- **What this task involves**
The records below are to be transcribed exactly as they appear.

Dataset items
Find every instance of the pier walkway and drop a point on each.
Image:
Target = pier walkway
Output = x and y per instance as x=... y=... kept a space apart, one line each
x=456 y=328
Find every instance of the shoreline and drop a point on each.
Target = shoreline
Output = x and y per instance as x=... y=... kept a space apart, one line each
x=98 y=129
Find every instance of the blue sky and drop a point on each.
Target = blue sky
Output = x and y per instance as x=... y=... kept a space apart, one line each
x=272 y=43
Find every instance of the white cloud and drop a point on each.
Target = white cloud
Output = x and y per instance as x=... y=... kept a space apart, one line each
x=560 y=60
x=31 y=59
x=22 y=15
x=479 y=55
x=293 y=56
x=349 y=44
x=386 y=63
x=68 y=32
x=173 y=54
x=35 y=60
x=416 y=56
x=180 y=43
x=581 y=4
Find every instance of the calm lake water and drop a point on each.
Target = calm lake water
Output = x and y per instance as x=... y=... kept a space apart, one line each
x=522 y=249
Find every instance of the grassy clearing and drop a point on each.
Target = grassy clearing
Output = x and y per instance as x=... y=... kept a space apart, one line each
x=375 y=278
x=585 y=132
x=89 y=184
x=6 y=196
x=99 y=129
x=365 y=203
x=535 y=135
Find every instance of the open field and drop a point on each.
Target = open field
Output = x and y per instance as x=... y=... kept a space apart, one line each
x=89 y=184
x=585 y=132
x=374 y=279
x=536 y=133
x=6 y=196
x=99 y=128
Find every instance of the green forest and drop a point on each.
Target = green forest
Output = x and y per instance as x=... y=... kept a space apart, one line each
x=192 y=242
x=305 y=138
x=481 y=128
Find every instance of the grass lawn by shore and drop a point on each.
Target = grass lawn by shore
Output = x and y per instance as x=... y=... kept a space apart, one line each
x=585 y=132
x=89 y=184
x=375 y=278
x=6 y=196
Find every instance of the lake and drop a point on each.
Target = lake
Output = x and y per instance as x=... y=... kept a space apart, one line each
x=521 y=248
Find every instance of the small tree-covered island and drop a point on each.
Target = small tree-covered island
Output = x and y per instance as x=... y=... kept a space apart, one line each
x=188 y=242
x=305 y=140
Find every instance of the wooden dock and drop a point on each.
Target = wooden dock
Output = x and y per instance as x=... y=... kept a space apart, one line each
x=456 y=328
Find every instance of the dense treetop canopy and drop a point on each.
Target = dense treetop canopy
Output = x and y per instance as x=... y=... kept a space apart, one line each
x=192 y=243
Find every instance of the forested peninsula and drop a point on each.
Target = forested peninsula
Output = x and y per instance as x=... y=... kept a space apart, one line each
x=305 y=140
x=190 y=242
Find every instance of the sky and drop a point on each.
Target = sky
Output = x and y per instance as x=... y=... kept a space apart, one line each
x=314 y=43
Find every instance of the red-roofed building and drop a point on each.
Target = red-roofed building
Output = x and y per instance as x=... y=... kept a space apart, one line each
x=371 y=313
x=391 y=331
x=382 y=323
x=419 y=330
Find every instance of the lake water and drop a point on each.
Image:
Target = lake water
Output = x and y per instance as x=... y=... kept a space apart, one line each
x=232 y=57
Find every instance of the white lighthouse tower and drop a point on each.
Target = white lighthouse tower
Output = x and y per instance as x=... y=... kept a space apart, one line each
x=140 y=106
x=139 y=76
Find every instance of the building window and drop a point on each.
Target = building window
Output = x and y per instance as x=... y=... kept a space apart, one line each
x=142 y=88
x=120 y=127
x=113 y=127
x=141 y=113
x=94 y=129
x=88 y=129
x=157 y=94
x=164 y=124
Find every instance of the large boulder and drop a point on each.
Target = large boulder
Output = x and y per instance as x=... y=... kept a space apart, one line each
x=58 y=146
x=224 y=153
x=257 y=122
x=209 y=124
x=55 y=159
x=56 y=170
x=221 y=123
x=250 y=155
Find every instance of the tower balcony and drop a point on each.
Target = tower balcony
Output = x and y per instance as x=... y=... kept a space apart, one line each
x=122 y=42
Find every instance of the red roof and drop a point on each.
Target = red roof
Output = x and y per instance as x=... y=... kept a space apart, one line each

- **Answer to this exercise**
Find every instance of the pier walkway and drop a point on each.
Image:
Target = pier walkway
Output = x and y per instance as x=... y=... kept a space apart, one line each
x=456 y=328
Find every instance of the shoreline and drop a point on each.
Target = shoreline
Output = x and y per instance as x=... y=... kept a space apart, one line each
x=98 y=129
Find every instance of the blue sky and drop a point on each.
Target = blue sky
Output = x and y per instance as x=... y=... kept a space apart, one line each
x=272 y=43
Find every instance of the white cloud and drop a point on each.
Target = white cloud
Output = x and y per instance as x=... y=... kept a space apart, one line each
x=560 y=60
x=31 y=59
x=22 y=15
x=479 y=55
x=293 y=56
x=349 y=44
x=386 y=63
x=68 y=32
x=173 y=54
x=35 y=60
x=416 y=56
x=180 y=43
x=581 y=4
Find every instance of the calm lake water and drop a point on each.
Target = calm lake water
Output = x and y per instance as x=... y=... kept a space apart, one line each
x=522 y=249
Find every instance of the grassy clearing and drop a point on each.
Target = grassy clearing
Output = x and y per instance as x=... y=... kept a space apart, one line each
x=375 y=278
x=585 y=132
x=89 y=184
x=6 y=196
x=99 y=129
x=365 y=203
x=535 y=135
Find every instance of the open field and drop a point on each.
Target = open field
Output = x and y per instance as x=... y=... kept a space apart, one line each
x=89 y=184
x=585 y=132
x=374 y=279
x=536 y=133
x=6 y=196
x=99 y=128
Find every instance of the green forest and drop a point on each.
Target = green forest
Output = x and y per instance as x=... y=... kept a space apart, one line each
x=192 y=242
x=305 y=138
x=481 y=128
Find every instance of the grass lawn by shore and drop a point on each.
Target = grass lawn by shore
Output = x and y per instance as x=... y=... kept a space apart, one line each
x=585 y=132
x=89 y=184
x=375 y=278
x=6 y=196
Find every instance of the lake and drop a point on each.
Target = lake
Output = x and y per instance as x=... y=... kept a space apart, one line each
x=521 y=248
Find every instance of the small tree-covered island and drop a point on each.
Target = small tree-covered island
Output = x and y per instance as x=... y=... kept a space apart, one line each
x=188 y=242
x=305 y=140
Find every instance of the wooden dock and drop a point on each.
Target = wooden dock
Output = x and y per instance as x=... y=... kept a space apart, one line each
x=456 y=328
Find every instance of the dense treetop canopy and drop a point on each.
Target = dense treetop canopy
Output = x and y per instance as x=... y=... kept a space apart, one line each
x=192 y=243
Find every instance of the forested peninsula and drop a point on each.
Target = forested peninsula
Output = x and y per instance as x=... y=... kept a space apart, one line each
x=305 y=140
x=190 y=242
Find every instance of the sky and drop a point on each.
Target = sky
Output = x and y per instance as x=... y=... kept a space apart, one line each
x=314 y=43
Find every instance of the red-roofed building and drop a point on each.
Target = red-roofed building
Output = x and y per instance as x=... y=... kept a space apart, one line each
x=371 y=313
x=391 y=331
x=382 y=323
x=419 y=330
Find every instance of the lake water and drop a point on each.
Image:
Target = lake water
Output = x and y per instance as x=... y=... kept a space apart, one line each
x=232 y=57
Find every instance of the white lighthouse tower and drop a point on each.
Target = white lighthouse tower
Output = x and y per instance as x=... y=... kept a space apart, one line each
x=140 y=106
x=139 y=76
Find every instance of the building window and drop a point on each.
Target = building window
Output = x and y per instance as x=... y=... kept a space apart, one line each
x=142 y=88
x=120 y=127
x=113 y=127
x=141 y=113
x=94 y=129
x=88 y=129
x=157 y=94
x=164 y=124
Find every instance of the large boulder and drop a point on each.
Target = large boulder
Output = x and y per instance as x=... y=... kept a space apart, one line each
x=58 y=146
x=224 y=153
x=257 y=122
x=209 y=124
x=55 y=159
x=56 y=170
x=221 y=123
x=250 y=155
Find every instance of the tower balcony and drop a point on each.
Target = tower balcony
Output = x and y per instance as x=... y=... kept a space apart, one line each
x=122 y=42
Find every instance of the red roof and drop a point on each.
Target = red roof
Output = x and y per instance as x=... y=... kept a space apart, one line each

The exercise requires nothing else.